The entries need to be copied exactly as they stand, images left out.
GIVEN DATA Start Marker
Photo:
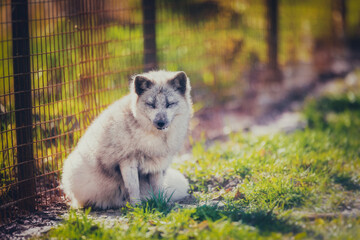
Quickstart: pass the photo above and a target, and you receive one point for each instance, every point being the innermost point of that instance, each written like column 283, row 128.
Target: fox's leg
column 156, row 181
column 129, row 173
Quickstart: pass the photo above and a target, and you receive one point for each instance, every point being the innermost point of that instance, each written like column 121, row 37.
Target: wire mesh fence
column 62, row 62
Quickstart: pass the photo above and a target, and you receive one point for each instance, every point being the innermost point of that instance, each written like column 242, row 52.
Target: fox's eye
column 152, row 105
column 168, row 105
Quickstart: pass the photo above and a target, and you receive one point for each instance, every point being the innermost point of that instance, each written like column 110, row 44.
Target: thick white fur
column 123, row 139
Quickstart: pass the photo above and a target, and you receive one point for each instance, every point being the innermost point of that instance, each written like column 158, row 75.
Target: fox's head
column 159, row 97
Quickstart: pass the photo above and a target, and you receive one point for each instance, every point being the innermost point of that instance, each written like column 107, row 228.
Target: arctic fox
column 125, row 153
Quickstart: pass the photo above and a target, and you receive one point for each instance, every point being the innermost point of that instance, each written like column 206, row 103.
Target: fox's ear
column 179, row 82
column 142, row 84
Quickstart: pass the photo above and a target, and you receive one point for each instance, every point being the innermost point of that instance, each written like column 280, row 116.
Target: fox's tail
column 176, row 184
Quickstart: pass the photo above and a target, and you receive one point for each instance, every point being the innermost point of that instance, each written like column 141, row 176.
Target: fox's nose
column 160, row 121
column 160, row 124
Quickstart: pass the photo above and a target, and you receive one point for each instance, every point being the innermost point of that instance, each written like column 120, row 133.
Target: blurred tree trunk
GIVEN DATA End Marker
* _WRITTEN REPLY_:
Photo:
Quickstart: pass the photo above and a target, and you receive one point for each instance, every point being the innermost point of that instance, each written like column 283, row 128.
Target: fox's leg
column 156, row 181
column 129, row 173
Quickstart: pass the photo above and a target, and you receive one point for each instance, every point being the innermost point of that instance, each written like column 121, row 37.
Target: wire mesh fence
column 62, row 62
Quickstart: pass the photo above and a target, and you receive one point for each instance, every point being the innermost point of that instance, each written like column 242, row 52.
Target: fox's eye
column 152, row 105
column 168, row 105
Quickstart: pass the photo above and a target, and you receive one point for each instance, every point being the innermost point of that instance, each written like column 110, row 44.
Target: thick white fur
column 123, row 139
Quickstart: pass the photo above and a target, and you receive one point for each instance, every point being the innermost point of that instance, each written like column 158, row 75.
Target: fox's head
column 159, row 97
Quickstart: pass the photo above and a target, and you receive one point for each instance, every point being the innermost point of that instance, each written like column 107, row 228.
Target: arctic fox
column 125, row 153
Quickstart: pass the photo above and a target, and you receive one point for each instance, every point being the innermost point of that instance, each written like column 206, row 103.
Target: fox's ear
column 179, row 82
column 142, row 84
Quickstart: pass the photo above and a target, and you receive one point for each instance, every point being the innermost point of that instance, each written like column 280, row 116.
Target: fox's tail
column 176, row 184
Quickstart: pass the photo above and a target, and you receive one point for each instance, every point being the innermost point of that instance, each written like column 141, row 176.
Target: fox's nose
column 160, row 121
column 160, row 124
Quickstart: pass the photo above and a target, and you receive one point for each instance, every point being the innermost point of that instance, each written like column 120, row 133.
Target: blurred tree trunk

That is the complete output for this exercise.